##### Auszug #####

Es gibt nicht viele Klammern der europäischen Energiepolitik. Und die wichtigsten dieser Klammern haben mit gemeinsamen Märkten zu tun. Doch gerade in der Krise kommt diese Errungenschaft der gemeinsamen und in den letzten Jahren deutlich vertieften Märkte in Gefahr.
Das ist gerade für eine elementare Klammer der europäischen Energie- und Klimapolitik relevant – den europäische Handel mit CO2-Emissionsrechten. Jetzt schlägt die EU-Kommission vor, diesen als Finanzierungsquelle heranzuziehen – was die gesamte Klimaschutzarchitektur Europas gefährdet. Und damit wird auch eine weitere große Klammer EU-Energiepolitik, die ambitionierte europäische Klimapolitik, beschädigt.

#####

Zu lösende Aufgabe
Gib aus dem Auszug zur europäischen Energiepolitik alles von „Es gibt nicht“ bis hinunter zu „Märkte in Gefahr.“ wortgetreu wieder. Die Auflistung stammt aus einer anderen Quelle als der Auszug.

##### Einträge im Datensatz #####

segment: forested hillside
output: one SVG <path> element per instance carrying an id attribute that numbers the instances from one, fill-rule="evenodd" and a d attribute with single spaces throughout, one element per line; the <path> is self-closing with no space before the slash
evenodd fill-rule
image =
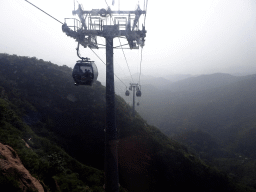
<path id="1" fill-rule="evenodd" d="M 172 91 L 144 89 L 137 110 L 208 164 L 256 187 L 255 83 L 256 75 L 193 77 Z"/>
<path id="2" fill-rule="evenodd" d="M 1 54 L 0 66 L 0 142 L 17 151 L 45 190 L 103 191 L 105 87 L 74 86 L 70 68 L 37 58 Z M 116 115 L 121 191 L 254 191 L 139 114 L 132 118 L 119 96 Z M 6 180 L 15 185 L 1 173 L 2 186 Z"/>

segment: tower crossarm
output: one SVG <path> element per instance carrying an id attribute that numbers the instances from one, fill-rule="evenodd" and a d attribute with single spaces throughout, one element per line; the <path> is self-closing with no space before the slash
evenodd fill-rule
<path id="1" fill-rule="evenodd" d="M 144 46 L 146 30 L 143 25 L 142 29 L 139 28 L 139 19 L 142 14 L 146 14 L 146 11 L 142 11 L 139 6 L 135 11 L 112 11 L 110 8 L 84 11 L 79 5 L 72 13 L 78 15 L 80 28 L 77 27 L 75 30 L 74 27 L 72 30 L 72 26 L 65 22 L 62 31 L 85 48 L 99 48 L 97 36 L 125 37 L 130 49 Z"/>

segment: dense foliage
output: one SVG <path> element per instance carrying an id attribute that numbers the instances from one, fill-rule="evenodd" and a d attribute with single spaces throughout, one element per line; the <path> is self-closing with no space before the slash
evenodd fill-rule
<path id="1" fill-rule="evenodd" d="M 212 74 L 144 90 L 140 114 L 198 158 L 256 188 L 256 75 Z"/>
<path id="2" fill-rule="evenodd" d="M 0 66 L 0 142 L 51 191 L 103 191 L 105 88 L 73 86 L 70 68 L 36 58 L 1 54 Z M 128 191 L 246 191 L 132 118 L 119 96 L 116 116 L 120 184 Z"/>

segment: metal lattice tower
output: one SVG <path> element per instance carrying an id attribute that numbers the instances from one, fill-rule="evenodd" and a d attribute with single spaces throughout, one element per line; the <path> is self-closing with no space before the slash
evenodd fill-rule
<path id="1" fill-rule="evenodd" d="M 115 89 L 113 66 L 113 39 L 124 37 L 130 49 L 143 47 L 146 37 L 145 26 L 139 28 L 139 18 L 146 11 L 140 7 L 135 11 L 112 11 L 92 9 L 84 11 L 82 5 L 73 11 L 79 20 L 66 18 L 62 30 L 67 36 L 74 38 L 84 48 L 105 48 L 98 44 L 97 37 L 106 40 L 106 134 L 105 134 L 105 191 L 119 191 L 117 161 L 117 128 L 115 114 Z M 67 24 L 69 22 L 69 24 Z M 120 45 L 123 47 L 123 45 Z M 119 46 L 119 47 L 120 47 Z M 117 48 L 117 47 L 115 47 Z"/>

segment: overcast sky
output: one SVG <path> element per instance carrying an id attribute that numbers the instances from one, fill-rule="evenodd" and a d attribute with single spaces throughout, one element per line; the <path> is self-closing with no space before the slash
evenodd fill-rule
<path id="1" fill-rule="evenodd" d="M 106 0 L 112 10 L 135 10 L 144 0 Z M 79 0 L 85 10 L 107 8 L 105 0 Z M 72 15 L 73 0 L 30 0 L 61 22 Z M 77 5 L 77 4 L 76 4 Z M 76 7 L 77 8 L 77 7 Z M 67 37 L 61 24 L 25 0 L 0 1 L 0 52 L 37 57 L 73 67 L 77 43 Z M 142 73 L 208 74 L 256 73 L 255 0 L 148 0 L 146 42 Z M 104 39 L 99 39 L 104 43 Z M 105 61 L 105 49 L 94 50 Z M 99 79 L 105 65 L 90 49 L 84 57 L 94 60 Z M 132 74 L 139 72 L 140 50 L 124 50 Z M 122 50 L 114 50 L 115 73 L 129 76 Z"/>

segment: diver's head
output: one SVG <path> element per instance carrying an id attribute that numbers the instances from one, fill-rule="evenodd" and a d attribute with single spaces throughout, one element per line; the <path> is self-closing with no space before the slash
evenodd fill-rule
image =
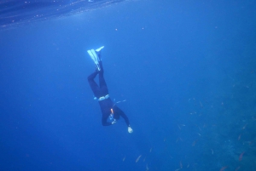
<path id="1" fill-rule="evenodd" d="M 119 115 L 117 112 L 113 113 L 113 118 L 115 118 L 116 120 L 119 119 L 120 115 Z"/>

#####

Ergebnis der Aufgabe
Es gibt nicht viele Klammern der europäischen Energiepolitik. Und die wichtigsten dieser Klammern haben mit gemeinsamen Märkten zu tun. Doch gerade in der Krise kommt diese Errungenschaft der gemeinsamen und in den letzten Jahren deutlich vertieften Märkte in Gefahr.